[Intel-gfx] [PATCH] drm/i915/gt: Incrementally check for rewinding

Chang, Bruce yu.bruce.chang at intel.com
Wed Jun 10 04:25:39 UTC 2020


On 6/9/2020 8:17 AM, Chris Wilson wrote:
> In commit 5ba32c7be81e ("drm/i915/execlists: Always force a context
> reload when rewinding RING_TAIL"), we placed the check for rewinding a
> context on actually submitting the next request in that context. This
> was so that we only had to check once, and could do so with precision
> avoiding as many forced restores as possible. For example, to ensure
> that we can resubmit the same request a couple of times, we include a
> small wa_tail such that on the next submission, the ring->tail will
> appear to move forwards when resubmitting the same request. This is very
> common as it will happen for every lite-restore to fill the second port
> after a context switch.
┄┄┄┄┄┄┄┄┄┄┄┄┄┄┄┄┄┄┄┄
**What is required**: Please state where, according to the patch discussion, commit 5ba32c7be81e placed the check for rewinding a context. The listing that follows is separate material and is not part of the patch discussion.
┄┄┄┄┄┄┄┄┄┄┄┄┄┄┄┄┄┄┄┄
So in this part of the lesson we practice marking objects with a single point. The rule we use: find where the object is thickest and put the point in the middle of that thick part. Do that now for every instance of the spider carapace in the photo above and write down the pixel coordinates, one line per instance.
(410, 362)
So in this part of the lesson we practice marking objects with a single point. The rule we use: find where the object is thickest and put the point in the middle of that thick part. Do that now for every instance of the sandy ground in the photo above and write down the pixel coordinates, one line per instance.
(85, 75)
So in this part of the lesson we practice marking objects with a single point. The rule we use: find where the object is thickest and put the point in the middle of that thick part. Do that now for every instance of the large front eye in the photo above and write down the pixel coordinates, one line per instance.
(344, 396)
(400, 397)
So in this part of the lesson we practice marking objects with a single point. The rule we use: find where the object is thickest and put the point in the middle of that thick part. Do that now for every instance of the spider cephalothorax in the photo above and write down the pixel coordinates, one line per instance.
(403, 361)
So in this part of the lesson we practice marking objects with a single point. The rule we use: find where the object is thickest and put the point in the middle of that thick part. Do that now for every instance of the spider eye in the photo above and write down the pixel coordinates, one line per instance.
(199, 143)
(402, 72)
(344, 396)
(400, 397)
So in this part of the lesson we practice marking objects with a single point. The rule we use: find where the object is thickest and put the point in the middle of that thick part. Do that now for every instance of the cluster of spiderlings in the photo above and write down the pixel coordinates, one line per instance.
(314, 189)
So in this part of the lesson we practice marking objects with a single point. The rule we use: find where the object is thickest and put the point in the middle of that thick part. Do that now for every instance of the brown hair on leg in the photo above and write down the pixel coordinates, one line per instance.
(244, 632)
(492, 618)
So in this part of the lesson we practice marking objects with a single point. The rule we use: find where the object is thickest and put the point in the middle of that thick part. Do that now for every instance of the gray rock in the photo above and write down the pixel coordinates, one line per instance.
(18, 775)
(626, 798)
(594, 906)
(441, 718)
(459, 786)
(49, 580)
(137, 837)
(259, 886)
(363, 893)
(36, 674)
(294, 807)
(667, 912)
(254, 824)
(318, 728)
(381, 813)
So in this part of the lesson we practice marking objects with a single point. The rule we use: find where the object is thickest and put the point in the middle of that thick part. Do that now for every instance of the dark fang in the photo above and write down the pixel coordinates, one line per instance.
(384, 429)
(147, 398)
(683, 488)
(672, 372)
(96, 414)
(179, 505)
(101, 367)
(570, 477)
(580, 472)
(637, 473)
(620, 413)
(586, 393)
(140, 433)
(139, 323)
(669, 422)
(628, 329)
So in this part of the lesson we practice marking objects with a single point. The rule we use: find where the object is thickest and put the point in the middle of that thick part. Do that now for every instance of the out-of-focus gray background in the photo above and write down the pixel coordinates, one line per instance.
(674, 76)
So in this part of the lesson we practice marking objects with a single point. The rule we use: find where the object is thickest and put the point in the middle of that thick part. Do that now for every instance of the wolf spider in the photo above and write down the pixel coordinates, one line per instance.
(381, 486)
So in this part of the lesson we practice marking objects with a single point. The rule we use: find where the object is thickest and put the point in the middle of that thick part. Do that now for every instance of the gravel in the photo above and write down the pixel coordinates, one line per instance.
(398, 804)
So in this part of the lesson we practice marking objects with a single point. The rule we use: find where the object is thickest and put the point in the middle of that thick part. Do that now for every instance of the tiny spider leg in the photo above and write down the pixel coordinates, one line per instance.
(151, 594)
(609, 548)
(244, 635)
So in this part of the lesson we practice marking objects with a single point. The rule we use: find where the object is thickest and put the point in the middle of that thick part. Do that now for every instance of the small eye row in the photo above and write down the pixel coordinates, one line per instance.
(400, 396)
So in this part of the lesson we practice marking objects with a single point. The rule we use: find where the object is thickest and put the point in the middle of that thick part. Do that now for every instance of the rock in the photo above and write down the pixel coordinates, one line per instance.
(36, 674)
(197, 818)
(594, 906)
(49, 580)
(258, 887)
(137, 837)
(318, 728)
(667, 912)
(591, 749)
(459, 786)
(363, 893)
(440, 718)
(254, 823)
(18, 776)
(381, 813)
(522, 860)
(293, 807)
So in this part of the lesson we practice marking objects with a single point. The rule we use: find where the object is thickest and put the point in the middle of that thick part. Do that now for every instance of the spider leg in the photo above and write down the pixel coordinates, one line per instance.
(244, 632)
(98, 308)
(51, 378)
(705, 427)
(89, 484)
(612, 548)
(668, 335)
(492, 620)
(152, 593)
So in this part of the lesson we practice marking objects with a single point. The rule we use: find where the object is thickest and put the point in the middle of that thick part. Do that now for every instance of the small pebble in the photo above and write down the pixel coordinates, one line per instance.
┄┄┄┄┄┄┄┄┄┄┄┄┄┄┄┄┄┄┄┄
**Full response**: It placed the check on actually submitting the next request in that context.